THE EXERCISE: Rewrite the records below, starting at the beginning and ending at the line that contains "[(289, 471), (61, 489), (828, 969), (375, 562)]", with the requests included. Reduce every coordinate in the answers by 30, and leave the requests and their format samples unchanged.

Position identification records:

— START —

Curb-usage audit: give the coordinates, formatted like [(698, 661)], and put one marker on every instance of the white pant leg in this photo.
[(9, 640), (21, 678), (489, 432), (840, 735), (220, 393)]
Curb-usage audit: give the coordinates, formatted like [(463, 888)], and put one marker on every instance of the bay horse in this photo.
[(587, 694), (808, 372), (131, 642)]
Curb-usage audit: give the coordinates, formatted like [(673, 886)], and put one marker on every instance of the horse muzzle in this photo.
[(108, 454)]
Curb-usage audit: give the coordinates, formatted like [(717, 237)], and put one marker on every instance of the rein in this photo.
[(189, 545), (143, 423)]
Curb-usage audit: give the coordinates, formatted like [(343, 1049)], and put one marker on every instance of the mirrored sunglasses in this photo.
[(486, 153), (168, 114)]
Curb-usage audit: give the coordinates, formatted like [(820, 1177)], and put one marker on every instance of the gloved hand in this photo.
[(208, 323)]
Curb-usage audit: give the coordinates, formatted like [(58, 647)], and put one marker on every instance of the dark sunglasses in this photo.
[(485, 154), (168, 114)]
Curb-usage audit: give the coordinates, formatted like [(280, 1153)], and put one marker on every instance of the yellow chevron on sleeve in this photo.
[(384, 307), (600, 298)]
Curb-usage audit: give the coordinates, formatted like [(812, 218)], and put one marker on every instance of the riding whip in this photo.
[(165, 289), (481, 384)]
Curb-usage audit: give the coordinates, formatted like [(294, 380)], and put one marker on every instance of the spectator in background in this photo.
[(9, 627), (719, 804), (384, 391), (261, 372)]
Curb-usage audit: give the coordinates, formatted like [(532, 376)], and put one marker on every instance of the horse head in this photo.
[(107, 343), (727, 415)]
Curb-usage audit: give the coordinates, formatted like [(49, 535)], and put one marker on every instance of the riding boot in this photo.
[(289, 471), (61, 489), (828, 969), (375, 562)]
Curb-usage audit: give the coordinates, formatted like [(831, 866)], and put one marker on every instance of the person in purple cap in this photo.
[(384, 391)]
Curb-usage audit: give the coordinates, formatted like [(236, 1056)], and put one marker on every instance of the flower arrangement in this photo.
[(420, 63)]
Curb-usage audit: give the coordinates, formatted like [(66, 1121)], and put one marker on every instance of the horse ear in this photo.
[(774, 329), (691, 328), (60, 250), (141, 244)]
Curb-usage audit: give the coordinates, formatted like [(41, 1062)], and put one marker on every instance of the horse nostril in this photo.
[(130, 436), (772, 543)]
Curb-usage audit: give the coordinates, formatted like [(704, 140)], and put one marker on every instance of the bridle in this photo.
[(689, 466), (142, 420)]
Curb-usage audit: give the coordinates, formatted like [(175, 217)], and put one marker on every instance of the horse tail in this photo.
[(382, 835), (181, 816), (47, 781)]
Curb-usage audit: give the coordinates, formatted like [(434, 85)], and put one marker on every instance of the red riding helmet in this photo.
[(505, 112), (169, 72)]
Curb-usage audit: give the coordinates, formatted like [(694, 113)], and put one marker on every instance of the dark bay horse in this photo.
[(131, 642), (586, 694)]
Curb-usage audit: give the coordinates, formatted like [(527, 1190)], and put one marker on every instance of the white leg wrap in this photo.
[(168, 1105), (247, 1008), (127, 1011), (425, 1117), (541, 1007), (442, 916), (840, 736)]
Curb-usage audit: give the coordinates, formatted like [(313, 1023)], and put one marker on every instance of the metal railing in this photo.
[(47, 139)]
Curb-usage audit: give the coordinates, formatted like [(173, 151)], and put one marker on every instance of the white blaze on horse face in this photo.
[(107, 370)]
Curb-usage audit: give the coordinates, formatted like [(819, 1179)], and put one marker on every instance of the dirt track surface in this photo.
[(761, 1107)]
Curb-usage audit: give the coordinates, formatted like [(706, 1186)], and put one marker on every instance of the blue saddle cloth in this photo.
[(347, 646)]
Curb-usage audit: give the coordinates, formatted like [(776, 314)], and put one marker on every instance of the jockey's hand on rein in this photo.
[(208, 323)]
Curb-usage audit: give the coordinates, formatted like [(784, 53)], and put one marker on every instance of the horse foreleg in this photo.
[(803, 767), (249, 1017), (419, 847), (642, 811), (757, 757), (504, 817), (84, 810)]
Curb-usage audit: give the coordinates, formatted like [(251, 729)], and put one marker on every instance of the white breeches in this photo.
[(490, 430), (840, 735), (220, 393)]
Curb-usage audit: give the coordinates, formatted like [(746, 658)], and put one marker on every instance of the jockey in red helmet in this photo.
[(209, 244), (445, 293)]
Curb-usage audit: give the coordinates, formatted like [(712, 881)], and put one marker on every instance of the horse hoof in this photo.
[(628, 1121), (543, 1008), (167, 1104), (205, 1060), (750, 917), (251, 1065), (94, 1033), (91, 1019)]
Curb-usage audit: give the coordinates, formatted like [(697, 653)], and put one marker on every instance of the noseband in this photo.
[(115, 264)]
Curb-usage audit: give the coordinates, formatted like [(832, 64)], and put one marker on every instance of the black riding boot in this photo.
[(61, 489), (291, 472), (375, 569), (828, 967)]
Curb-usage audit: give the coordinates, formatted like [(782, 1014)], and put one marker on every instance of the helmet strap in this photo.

— END —

TASK OUTPUT:
Curb-usage audit: give the coordinates, formatted like [(698, 661)], and put one marker on every instance of the white pant leg in this photo.
[(-21, 610), (-9, 648), (459, 402), (810, 705), (190, 363)]
Curb-usage audit: give the coordinates, formatted like [(463, 888)], and put one marker on every instance of the bay horse in this photo.
[(557, 664), (778, 342), (101, 612)]
Curb-usage audit: give the coordinates, formatted like [(673, 886)], and put one marker on every instance of the horse muzzle in this photo.
[(78, 424)]
Curb-usage audit: give the coordinates, formatted like [(717, 237)], and put one marker on every instance of the rein in this photo.
[(159, 515), (113, 393)]
Curb-usage audit: give the coordinates, formatted like [(343, 1049)], and put one marker on every instance of the mirrored sunglasses in this photo.
[(456, 123), (138, 84)]
Curb-usage audit: give the coordinates, formatted like [(820, 1177)], and put one marker on every instance of the gloved hand in this photo.
[(178, 293)]
Curb-usage audit: give the coordinates, formatted like [(58, 647)], and put one marker on every instance of the dark sunglasses in this photo.
[(455, 124), (138, 84)]
Curb-usage audit: give the coordinates, formatted like [(280, 1153)], and put one marker on every instance of the yellow chevron on sleeve in this photo.
[(354, 277), (570, 268)]
Curb-usage audit: give the coordinates, formatted like [(812, 218)], and put one marker on every instance of the riding whip in this photo.
[(135, 259), (451, 354)]
Curb-usage audit: give the coordinates, formatted like [(294, 380)], and put one marker on every instance of the spectator in background in this photo.
[(-21, 597), (689, 774), (354, 361), (231, 342)]
Curb-usage audit: give the coordinates, formatted like [(532, 376)], and put one marker on every instance of the horse head in this photo.
[(77, 313), (697, 385)]
Curb-usage audit: give the coordinates, formatted like [(49, 535)], and put one marker on every instance of the riding boot in this photo.
[(259, 441), (31, 459), (798, 939), (345, 532)]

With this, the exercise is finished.